[START OF Dataset records]

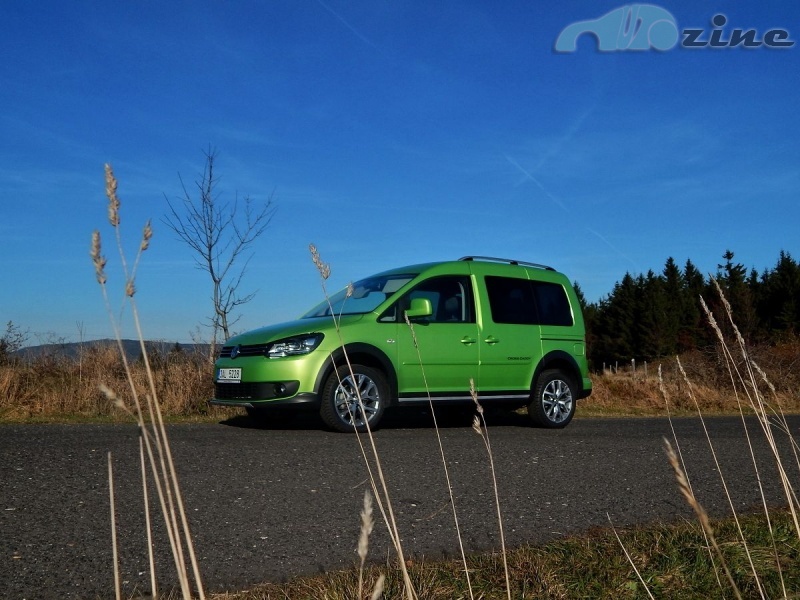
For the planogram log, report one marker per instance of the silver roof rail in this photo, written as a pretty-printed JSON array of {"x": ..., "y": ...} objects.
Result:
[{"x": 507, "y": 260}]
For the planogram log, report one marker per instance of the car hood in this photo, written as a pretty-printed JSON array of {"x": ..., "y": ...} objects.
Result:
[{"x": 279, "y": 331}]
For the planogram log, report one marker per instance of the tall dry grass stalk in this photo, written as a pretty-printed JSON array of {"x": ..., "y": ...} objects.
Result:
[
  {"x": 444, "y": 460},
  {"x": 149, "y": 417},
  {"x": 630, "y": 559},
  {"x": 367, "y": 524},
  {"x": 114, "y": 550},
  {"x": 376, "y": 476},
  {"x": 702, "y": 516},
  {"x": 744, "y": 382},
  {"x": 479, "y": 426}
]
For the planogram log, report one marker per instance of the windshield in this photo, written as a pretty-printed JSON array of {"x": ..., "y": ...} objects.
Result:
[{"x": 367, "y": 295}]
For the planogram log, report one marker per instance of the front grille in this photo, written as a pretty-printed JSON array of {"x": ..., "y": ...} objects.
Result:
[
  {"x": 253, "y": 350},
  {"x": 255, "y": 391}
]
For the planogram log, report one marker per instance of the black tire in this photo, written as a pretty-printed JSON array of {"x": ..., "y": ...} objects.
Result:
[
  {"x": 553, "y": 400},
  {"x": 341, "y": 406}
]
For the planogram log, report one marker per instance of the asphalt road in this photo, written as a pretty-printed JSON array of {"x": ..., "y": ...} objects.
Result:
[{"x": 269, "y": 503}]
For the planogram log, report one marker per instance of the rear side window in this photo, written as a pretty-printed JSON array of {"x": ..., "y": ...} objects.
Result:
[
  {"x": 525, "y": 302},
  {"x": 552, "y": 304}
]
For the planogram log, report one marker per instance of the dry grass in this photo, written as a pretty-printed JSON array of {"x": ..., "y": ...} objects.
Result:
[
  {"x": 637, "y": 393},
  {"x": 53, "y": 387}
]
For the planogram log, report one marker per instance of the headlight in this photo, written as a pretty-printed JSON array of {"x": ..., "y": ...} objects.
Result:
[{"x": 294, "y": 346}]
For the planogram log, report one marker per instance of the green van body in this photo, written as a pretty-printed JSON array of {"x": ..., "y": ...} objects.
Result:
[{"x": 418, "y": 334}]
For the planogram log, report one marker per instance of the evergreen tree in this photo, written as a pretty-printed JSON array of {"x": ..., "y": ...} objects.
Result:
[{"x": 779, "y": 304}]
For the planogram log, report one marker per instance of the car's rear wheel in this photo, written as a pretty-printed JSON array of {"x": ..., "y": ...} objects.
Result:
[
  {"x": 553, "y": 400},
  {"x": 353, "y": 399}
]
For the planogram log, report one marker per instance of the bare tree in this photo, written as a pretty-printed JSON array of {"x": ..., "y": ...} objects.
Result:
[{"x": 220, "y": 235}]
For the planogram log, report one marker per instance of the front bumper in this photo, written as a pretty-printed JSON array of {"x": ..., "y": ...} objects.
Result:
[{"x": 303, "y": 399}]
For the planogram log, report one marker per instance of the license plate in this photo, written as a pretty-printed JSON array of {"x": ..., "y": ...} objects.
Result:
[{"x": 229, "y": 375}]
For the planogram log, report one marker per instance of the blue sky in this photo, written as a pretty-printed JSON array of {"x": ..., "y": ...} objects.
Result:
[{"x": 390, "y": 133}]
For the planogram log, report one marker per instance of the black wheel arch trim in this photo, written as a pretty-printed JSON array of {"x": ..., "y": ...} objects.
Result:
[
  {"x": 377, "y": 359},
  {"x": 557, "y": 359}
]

[END OF Dataset records]

● Your instructions
Duplicate every entry above word for word, including each result. Leave the pictures out of your copy.

● Completed task
For the planogram log, report one marker per instance of the silver roof rail in this photo, written as a pretty-printed JSON array of {"x": ..., "y": ...} objects.
Result:
[{"x": 507, "y": 260}]
For the planogram log, report one marker per instance of the car hood in this photo, written as a pretty-printed JSON array of {"x": ..., "y": ...} objects.
Result:
[{"x": 279, "y": 331}]
For the planogram log, report one marker per instance of the tall dry grass stalk in this photo, written as a pretty-printed JSON array of {"x": ..., "y": ...} objects.
Result:
[
  {"x": 444, "y": 460},
  {"x": 149, "y": 417},
  {"x": 630, "y": 559},
  {"x": 367, "y": 524},
  {"x": 114, "y": 550},
  {"x": 376, "y": 476},
  {"x": 702, "y": 516},
  {"x": 744, "y": 382},
  {"x": 479, "y": 426}
]
For the planogram log, report one marker per instance of the windshield in this photo, written as a pretty-printed JSON array of {"x": ..., "y": ...} objects.
Result:
[{"x": 367, "y": 295}]
For the planogram log, report one marker per instance of the front grille in this photo, written as a pretty-printed JSON array of {"x": ..., "y": ...} objects.
Result:
[
  {"x": 253, "y": 350},
  {"x": 255, "y": 391}
]
For the planogram log, report one marker per instance of the black tire in this photo, written as a pretty-printed JSON array of {"x": ..., "y": ...} objects.
Result:
[
  {"x": 553, "y": 400},
  {"x": 341, "y": 406}
]
For the planogram log, report one marker per instance of the asphalt road in this photo, written as a pretty-printed JSON array of {"x": ..., "y": ...} objects.
Result:
[{"x": 269, "y": 503}]
For the planogram log, report one marker per instance of the rear side window in this photo, written as a pretty-printed JSON array of {"x": ..., "y": ...} objects.
Result:
[
  {"x": 525, "y": 302},
  {"x": 552, "y": 304}
]
For the planogram log, report one marker per instance of the dry grass in this photo, written as a pretty-printed JSON array of {"x": ..., "y": ...} objects.
Result:
[
  {"x": 637, "y": 393},
  {"x": 53, "y": 387}
]
For the planogram log, report one marker per instance of the headlight in this photo, written as a pretty-printed JSON array of {"x": ..., "y": ...} objects.
Result:
[{"x": 294, "y": 346}]
For the planogram log, report one marker per instance of the green van body in this photo, written as a pretty-printed JSON array of {"x": ..., "y": ...} objects.
Result:
[{"x": 418, "y": 334}]
For the planogram log, report one marker per instance of the evergreen tree in this photo, written as a pretty-printed JSON array of {"x": ..., "y": ...} objects.
Result:
[{"x": 779, "y": 304}]
For the planogram log, report one marker per instance of the car's rear wheel in this photo, written as a pretty-printed JSON array of {"x": ..., "y": ...} objects.
Result:
[
  {"x": 553, "y": 400},
  {"x": 353, "y": 399}
]
For the planogram log, report one marker per instance of the bare tree in this photo, written as a pretty-printed JSON array of {"x": ..., "y": ...} objects.
Result:
[{"x": 220, "y": 235}]
For the planogram log, report one marker per instance of the front bumper in this photo, written as a pretty-printed JSON array of {"x": ..., "y": ...} objects.
Result:
[{"x": 303, "y": 399}]
For the planogram log, report one marker per instance of the license plate in this photo, written as a pretty-printed JSON array of {"x": ..., "y": ...} objects.
Result:
[{"x": 229, "y": 375}]
For the planogram log, report one marker per instance of the blue sky in this photo, written as a pretty-printed JSON array of {"x": ..., "y": ...} objects.
Result:
[{"x": 390, "y": 133}]
For the planogram log, report one marker per instance of the black wheel arch trim in this photo, written as a pretty-printed JSON array of {"x": ..., "y": ...} objects.
Result:
[
  {"x": 377, "y": 359},
  {"x": 557, "y": 359}
]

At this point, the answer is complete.